*** PROVIDED MATERIAL
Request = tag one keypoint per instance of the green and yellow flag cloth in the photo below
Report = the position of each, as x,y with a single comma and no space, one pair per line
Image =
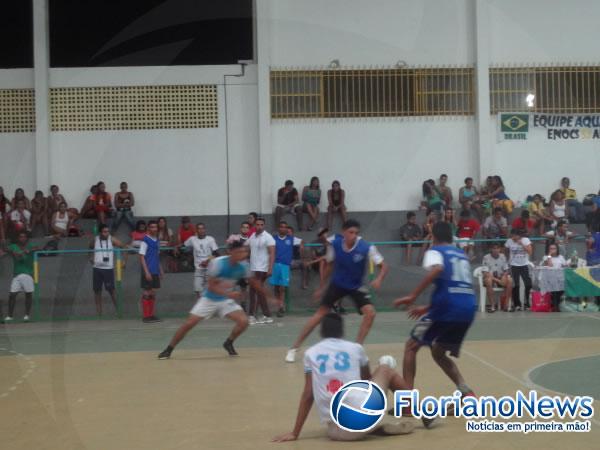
582,282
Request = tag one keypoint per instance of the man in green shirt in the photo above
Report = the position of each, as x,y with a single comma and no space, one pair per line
22,254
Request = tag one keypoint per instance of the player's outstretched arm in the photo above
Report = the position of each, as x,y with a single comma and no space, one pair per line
306,401
429,278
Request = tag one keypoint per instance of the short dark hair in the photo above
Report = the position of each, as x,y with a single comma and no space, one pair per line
442,232
332,326
351,223
235,244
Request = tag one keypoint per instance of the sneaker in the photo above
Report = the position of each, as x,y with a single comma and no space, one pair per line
291,355
151,319
165,354
396,428
228,346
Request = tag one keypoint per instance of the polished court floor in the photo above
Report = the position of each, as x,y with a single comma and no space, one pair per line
98,384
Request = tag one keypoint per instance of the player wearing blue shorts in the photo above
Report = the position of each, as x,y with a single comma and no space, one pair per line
347,259
445,322
219,297
284,253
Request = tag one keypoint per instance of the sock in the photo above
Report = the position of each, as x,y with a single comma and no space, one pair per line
463,388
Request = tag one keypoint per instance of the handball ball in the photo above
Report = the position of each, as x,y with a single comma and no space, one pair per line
388,360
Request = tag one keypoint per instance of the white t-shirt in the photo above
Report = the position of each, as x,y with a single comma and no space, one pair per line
517,254
259,251
332,363
203,248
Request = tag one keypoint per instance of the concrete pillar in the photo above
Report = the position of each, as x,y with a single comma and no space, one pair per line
41,69
485,127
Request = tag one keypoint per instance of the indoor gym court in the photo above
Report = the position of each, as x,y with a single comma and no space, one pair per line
98,384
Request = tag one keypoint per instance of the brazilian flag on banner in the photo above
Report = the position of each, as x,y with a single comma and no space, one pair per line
582,282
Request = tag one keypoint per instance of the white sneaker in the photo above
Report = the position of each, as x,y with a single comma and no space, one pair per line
291,355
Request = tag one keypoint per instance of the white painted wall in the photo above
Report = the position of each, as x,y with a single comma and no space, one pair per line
380,164
17,150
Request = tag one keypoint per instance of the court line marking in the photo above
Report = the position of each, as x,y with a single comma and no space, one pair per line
527,382
21,380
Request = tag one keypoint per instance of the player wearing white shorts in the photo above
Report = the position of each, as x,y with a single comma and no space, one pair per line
329,365
204,247
219,297
22,254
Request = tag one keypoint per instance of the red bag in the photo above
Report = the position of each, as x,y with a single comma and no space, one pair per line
541,302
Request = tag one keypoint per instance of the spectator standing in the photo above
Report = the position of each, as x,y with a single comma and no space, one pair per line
102,203
466,232
137,235
22,255
555,260
20,195
519,250
39,212
288,202
445,190
151,271
205,248
262,258
496,226
124,202
336,198
186,230
576,211
410,231
525,223
496,273
104,266
311,198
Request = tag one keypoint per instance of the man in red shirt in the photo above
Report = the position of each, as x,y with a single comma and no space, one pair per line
467,229
524,223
******
#### EXERCISE REQUIREMENTS:
Could you reproduce the listing above exactly and drop every picture?

#### SOLUTION TO THIS PROBLEM:
Request = tag one keypoint per instance of the green and yellow flag cloth in the photo below
Report = the position of each, as x,y with a single comma and no space, one pair per line
Image =
582,282
Request = tag one keypoint per instance of the man in green shirt in the photo above
Report = the position of each, as x,y with a single comma and no space, one pair per line
22,254
Request = tag one keypoint per instance of the player's outstretched arm in the photo above
Report = the position of each, as x,y with a single comma and no space, one pair per line
306,401
429,278
Request = tag one keypoint per instance of the short dark hair in the photo above
Report = the position of each, as x,y with a single comma and no space, one pair per line
442,232
332,326
351,223
235,244
Request = tag one keypoint per instance of the sneaker in the photo above
Report = the position of each, as x,y with a single comma and no space, one pair per line
291,355
151,319
165,354
396,428
228,346
Request = tag one keypoint per instance of the polished court floor in the photo above
Report = the position of each, as x,y with a single comma and no space, one pair per line
98,384
Request = tag one keypoint per instance of the player wearing blue shorts in the photo above
Report = the position of each, as x,y with a single comma and no space, one pair per line
347,259
445,322
219,297
284,253
Request = tag one keypoint per instance of the sock in the photo above
Report = the position of each, as x,y with a single comma and no space, one pair per line
463,388
Request = tag one keypoint per instance of the handball ball in the photo above
Report = the position of each, as x,y with a single comma and no space, one pair per line
388,360
Request = tag one keypoint per instance of the white t-shirt in the photo above
Report = the position of each, as x,y with a single comma and no space, one pair per line
517,254
259,251
332,363
203,248
Request = tag one keypoint per instance of the concrete pillar in the photo above
Report = the position of each, as x,y with a single comma and no space, one pair per line
41,69
485,127
Request = tag one keypoint per instance of the indoor gym court in the photo above
Report = the position of each, as x,y with a single comma and no space, one pair per line
98,384
Request = tag one keypoint per instance of the brazilian flag on banner in the photo above
Report = the position of each, as x,y with a single comma and no space, one pair per line
582,282
Request = tag one keypoint per instance of the white sneaker in the photo above
Report = the position of each, as x,y with a single comma and no space, one pair per line
291,355
Request = tag one keypoint per instance of the white painted wall in the photo above
Report = the position of each, as x,y with a single comma and no space, one pair per line
380,164
17,150
Request = tag one keypoint per instance of the court line marking in the photo above
Report = the position of each, as x,y with a single comma and no space, one pair per line
527,382
21,380
Request = tag one keypoint per instance of the player wearing white shorts in the photo above
Report = the position of each, as x,y with a single comma and no space, one pair per line
329,365
204,247
219,297
22,254
Request = tag one keypoint per instance of the red bag in the photo above
Report = the position of each, as x,y with a single comma and no space, one pair per line
541,302
Request = tag one keypoint per instance of the spectator standing in the photo above
Report = the position of each, as x,y with a single comma and no space, one pair per line
102,203
466,232
137,235
22,255
555,260
20,195
519,250
39,212
288,202
445,190
151,271
205,248
262,258
496,226
124,202
336,198
186,230
576,211
410,231
525,223
496,273
104,266
311,198
Request = tag one keypoint per instance of the man in red shirt in the photo above
Report = the position of each, as x,y with a single comma and no space, one pair per line
467,229
524,223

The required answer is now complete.